Depuis le début de la crise, le rôle du défaut de paiement libanais dans le déclenchement de cette dernière ne cesse d’être évoqué dans le débat public. Le sujet est particulièrement passionnel, ne serait-ce que parce que les détenteurs d’eurobonds – et en particulier ceux qui ont parié contre l’éventualité du défaut en achetant des titres (avec une décote) peu de temps avant le défaut – ont perdu de l’argent ; tandis que ceux qui ont fait le pari inverse – probablement en détenant des CDS (Credit Default Swaps) – en ont gagné. Si ce constat soulève d’autres questions annexes – comme celle liée à la présence d’éventuels conflits d’intérêts dans le processus de décision qui a précédé ce choix politique –, il ne répond pas aux points essentiels sur lesquels repose ce récit : le défaut de paiement pouvait-il réellement être évité ? Est-il à l’origine de l’effondrement du système bancaire ? Et que ce serait-il passé si le Liban n’avait pas fait défaut ?
Chronologie implacable
Un simple retour sur la chronologie des événements suffit à fournir une partie de la réponse. Dès les premiers jours de la contestation contre la classe et le système politique, les établissements ont fermé leurs portes (le 18 octobre 2019) pour faire face à ce qui allait devenir une véritable ruée bancaire (« bank run »). Pendant les deux semaines de cette fermeture, les transactions se sont généralement arrêtées, à l’exception, inévitablement, de certains transferts sortants potentiellement suspects. Et lorsque les restrictions informelles ont été mises en place dès la réouverture des banques, ces dernières étaient déjà en défaut de facto, se retrouvant dans l’impossibilité de répondre aux demandes de retrait de leurs déposants, ce qui est toujours le cas aujourd’hui.
L’effondrement du système bancaire s’est donc produit fin octobre 2019. À cette époque, les réserves liquides brutes immédiatement disponibles de la banque centrale (BDL) s’élevaient à environ 28 milliards de dollars. Après de nombreux débats, tergiversations et hésitations, le gouvernement Diab et la BDL, soutenus par des politiciens influents, ont décidé de faire défaut sur le paiement de 1,2 milliard de dollars de dette souveraine, exigibles le 9 mars 2020 – près de 6 mois après le début de la crise. Et à la fin de ce même mois, les réserves liquides brutes de la BDL étaient tombées à environ 22 milliards de dollars (soit une baisse de 6 milliards en 6 mois).

Extraits d'enregistrements:

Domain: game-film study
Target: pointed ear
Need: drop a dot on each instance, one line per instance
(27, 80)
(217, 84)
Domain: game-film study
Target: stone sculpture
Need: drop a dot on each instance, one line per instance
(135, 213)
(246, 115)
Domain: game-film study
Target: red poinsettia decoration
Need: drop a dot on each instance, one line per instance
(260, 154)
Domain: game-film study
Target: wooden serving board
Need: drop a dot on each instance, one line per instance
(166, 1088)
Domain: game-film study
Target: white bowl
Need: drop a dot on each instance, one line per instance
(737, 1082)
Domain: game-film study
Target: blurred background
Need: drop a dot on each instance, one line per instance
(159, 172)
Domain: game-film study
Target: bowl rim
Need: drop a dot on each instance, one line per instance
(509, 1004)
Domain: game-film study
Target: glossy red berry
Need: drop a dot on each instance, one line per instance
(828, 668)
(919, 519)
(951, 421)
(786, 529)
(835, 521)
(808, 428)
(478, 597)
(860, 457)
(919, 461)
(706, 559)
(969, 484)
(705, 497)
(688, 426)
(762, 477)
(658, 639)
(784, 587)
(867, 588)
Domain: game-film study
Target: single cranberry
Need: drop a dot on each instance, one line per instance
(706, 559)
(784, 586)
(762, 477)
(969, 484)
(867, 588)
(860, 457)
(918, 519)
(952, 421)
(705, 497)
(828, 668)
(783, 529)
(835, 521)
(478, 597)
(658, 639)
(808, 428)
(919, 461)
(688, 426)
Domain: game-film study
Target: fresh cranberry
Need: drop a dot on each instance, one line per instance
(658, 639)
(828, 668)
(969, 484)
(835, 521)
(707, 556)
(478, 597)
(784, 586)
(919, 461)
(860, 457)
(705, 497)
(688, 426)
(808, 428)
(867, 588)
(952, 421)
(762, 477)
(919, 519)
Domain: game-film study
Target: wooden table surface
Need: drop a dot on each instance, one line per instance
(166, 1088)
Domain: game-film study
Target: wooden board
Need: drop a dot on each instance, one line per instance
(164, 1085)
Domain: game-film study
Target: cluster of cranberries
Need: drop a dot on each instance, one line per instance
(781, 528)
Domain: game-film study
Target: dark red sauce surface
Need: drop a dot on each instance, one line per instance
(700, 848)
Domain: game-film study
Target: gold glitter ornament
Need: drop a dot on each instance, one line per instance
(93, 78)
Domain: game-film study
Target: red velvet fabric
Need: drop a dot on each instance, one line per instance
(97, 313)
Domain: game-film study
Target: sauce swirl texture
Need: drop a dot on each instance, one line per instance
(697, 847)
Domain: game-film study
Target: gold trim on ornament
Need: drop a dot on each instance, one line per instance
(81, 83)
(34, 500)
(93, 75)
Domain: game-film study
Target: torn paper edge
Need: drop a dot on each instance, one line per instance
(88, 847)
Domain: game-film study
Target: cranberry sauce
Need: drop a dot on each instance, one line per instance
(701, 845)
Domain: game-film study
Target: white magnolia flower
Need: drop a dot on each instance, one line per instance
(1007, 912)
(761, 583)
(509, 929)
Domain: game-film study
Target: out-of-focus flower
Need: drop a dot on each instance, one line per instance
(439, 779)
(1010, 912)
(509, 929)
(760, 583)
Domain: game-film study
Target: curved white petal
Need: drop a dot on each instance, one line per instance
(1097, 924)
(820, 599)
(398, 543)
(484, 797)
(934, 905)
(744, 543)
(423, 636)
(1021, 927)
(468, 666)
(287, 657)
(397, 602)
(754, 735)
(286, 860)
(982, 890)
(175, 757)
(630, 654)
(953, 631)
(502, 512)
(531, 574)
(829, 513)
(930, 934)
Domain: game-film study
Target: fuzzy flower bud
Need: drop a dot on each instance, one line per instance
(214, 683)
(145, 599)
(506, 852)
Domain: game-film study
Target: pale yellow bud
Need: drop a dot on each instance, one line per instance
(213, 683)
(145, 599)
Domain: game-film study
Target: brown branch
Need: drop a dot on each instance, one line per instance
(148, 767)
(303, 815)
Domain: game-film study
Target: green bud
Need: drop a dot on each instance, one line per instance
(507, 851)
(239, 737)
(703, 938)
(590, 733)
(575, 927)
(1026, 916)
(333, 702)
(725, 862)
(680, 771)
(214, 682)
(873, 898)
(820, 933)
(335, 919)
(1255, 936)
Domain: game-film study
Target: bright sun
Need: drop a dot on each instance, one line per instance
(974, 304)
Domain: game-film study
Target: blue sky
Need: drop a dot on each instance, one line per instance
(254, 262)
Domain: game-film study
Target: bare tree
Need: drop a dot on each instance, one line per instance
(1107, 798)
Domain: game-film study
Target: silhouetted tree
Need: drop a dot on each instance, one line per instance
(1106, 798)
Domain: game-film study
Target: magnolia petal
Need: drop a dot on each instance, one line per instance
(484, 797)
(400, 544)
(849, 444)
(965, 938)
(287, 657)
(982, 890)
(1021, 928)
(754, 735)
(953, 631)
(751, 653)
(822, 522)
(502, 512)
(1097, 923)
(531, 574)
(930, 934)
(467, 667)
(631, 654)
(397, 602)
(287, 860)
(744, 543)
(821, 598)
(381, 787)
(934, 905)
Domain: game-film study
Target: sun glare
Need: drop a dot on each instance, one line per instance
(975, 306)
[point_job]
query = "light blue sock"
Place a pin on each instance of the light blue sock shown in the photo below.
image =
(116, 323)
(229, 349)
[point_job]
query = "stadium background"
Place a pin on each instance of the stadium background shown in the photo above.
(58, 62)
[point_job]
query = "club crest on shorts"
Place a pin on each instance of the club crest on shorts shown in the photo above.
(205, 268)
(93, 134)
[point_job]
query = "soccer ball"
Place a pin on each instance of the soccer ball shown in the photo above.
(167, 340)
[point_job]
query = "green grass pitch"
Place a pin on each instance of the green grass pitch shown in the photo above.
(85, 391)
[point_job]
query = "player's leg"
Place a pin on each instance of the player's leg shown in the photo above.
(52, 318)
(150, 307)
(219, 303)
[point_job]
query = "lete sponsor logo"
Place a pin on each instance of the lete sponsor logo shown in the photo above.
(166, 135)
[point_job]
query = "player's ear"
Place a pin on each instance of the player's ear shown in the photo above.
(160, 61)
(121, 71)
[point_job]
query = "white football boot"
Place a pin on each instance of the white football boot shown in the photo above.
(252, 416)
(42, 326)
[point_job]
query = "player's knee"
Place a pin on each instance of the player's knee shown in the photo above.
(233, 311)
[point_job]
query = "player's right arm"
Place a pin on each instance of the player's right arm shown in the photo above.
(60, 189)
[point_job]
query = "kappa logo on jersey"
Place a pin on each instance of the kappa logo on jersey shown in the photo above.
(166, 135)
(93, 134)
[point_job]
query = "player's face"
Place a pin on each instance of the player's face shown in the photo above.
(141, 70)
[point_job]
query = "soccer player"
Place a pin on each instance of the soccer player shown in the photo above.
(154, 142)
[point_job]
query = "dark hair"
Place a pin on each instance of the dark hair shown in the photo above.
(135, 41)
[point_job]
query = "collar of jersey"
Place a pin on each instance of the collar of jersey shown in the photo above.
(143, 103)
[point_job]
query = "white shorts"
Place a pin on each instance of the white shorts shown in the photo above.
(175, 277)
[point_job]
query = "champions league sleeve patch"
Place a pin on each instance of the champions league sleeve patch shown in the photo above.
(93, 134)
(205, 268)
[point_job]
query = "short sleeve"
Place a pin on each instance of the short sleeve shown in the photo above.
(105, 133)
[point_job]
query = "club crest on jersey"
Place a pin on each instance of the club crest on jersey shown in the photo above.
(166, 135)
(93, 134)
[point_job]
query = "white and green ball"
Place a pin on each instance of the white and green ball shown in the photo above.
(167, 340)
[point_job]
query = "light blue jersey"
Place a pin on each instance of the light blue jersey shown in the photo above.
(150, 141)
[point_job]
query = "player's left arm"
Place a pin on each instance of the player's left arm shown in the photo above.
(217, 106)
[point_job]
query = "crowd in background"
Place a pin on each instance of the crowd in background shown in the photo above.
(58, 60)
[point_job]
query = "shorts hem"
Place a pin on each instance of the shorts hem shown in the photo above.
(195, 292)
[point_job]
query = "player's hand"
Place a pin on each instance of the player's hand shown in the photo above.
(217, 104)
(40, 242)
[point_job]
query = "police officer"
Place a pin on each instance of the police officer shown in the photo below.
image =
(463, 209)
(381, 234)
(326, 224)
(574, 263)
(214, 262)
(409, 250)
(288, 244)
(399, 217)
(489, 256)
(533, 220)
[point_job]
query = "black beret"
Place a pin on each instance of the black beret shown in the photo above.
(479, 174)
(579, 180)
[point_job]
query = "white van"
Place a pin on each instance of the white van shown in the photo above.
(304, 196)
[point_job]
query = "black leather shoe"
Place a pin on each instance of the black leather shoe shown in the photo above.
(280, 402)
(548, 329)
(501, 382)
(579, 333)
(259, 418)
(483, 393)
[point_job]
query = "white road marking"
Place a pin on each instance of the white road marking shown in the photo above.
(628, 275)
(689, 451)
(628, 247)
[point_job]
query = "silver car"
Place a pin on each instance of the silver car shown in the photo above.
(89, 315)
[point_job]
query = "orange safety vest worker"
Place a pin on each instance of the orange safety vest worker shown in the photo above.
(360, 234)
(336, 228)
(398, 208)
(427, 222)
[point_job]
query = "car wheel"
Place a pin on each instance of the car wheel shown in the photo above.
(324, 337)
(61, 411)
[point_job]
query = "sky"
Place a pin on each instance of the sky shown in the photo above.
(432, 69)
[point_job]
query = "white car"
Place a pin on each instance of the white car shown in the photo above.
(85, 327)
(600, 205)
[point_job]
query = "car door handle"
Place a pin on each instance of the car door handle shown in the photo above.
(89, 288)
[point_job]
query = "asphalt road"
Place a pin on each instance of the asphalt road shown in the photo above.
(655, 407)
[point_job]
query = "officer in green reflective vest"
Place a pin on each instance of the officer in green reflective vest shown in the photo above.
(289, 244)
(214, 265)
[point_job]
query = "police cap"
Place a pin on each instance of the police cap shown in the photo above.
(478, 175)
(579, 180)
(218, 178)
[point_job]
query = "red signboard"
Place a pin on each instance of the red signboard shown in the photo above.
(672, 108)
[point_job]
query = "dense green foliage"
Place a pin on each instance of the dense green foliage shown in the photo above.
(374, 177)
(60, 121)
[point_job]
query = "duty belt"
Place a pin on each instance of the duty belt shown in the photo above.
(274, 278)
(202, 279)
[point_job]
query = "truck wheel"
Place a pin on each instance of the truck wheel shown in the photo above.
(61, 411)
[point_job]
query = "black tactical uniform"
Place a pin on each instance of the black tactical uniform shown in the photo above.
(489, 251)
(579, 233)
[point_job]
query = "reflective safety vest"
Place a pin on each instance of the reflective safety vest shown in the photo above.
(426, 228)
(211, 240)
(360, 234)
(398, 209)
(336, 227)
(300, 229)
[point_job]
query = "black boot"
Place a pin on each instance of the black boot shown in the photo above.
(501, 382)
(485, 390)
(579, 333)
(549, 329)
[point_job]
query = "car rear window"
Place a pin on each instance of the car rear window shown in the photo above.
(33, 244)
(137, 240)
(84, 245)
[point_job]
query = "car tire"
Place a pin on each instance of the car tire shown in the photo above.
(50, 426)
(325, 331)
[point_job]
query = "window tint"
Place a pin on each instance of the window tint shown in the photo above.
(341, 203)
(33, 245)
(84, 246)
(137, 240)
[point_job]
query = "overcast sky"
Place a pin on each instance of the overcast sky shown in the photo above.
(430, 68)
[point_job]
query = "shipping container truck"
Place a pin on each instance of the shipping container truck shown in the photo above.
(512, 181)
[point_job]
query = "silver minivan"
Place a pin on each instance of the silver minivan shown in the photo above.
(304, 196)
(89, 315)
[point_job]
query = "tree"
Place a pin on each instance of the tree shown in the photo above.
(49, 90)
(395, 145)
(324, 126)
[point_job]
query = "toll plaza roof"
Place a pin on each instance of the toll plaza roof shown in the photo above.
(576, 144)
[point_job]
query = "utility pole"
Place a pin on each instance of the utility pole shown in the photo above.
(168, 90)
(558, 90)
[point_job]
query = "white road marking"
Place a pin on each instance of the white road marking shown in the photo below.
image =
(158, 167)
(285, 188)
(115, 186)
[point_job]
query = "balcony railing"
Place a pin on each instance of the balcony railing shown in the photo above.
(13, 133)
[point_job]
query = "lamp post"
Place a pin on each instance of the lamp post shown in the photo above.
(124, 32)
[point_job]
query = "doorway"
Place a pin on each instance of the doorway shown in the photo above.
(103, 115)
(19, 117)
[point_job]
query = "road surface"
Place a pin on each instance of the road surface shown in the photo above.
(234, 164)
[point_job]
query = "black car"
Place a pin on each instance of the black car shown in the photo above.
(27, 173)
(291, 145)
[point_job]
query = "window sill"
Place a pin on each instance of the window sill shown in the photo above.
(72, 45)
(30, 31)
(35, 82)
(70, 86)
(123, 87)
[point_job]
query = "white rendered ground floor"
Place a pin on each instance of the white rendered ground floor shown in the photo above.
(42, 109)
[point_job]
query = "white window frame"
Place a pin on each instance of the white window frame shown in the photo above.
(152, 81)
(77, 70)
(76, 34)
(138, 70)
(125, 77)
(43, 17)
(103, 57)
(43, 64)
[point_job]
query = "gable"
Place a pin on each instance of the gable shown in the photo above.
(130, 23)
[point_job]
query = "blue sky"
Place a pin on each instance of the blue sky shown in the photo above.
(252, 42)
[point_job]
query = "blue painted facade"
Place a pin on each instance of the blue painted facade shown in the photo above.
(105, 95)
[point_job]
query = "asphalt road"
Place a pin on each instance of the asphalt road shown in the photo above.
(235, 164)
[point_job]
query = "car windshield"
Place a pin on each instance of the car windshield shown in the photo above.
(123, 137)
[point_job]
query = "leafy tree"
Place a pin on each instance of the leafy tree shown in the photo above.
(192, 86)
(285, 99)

Défis:
A - Recopiez le passage de l'article sur le défaut de paiement libanais qui va de « L’effondrement du système bancaire s’est » jusqu'à « en 6 mois). » inclus.
B - Affichez chaque ligne des enregistrements contenant la chaîne « sill », en tenant compte de la casse.
L'article et les enregistrements forment deux ensembles distincts.

Résultats:
A -
L’effondrement du système bancaire s’est donc produit fin octobre 2019. À cette époque, les réserves liquides brutes immédiatement disponibles de la banque centrale (BDL) s’élevaient à environ 28 milliards de dollars. Après de nombreux débats, tergiversations et hésitations, le gouvernement Diab et la BDL, soutenus par des politiciens influents, ont décidé de faire défaut sur le paiement de 1,2 milliard de dollars de dette souveraine, exigibles le 9 mars 2020 – près de 6 mois après le début de la crise. Et à la fin de ce même mois, les réserves liquides brutes de la BDL étaient tombées à environ 22 milliards de dollars (soit une baisse de 6 milliards en 6 mois).

B -
query = "window sill"
Place a pin on each instance of the window sill shown in the photo above.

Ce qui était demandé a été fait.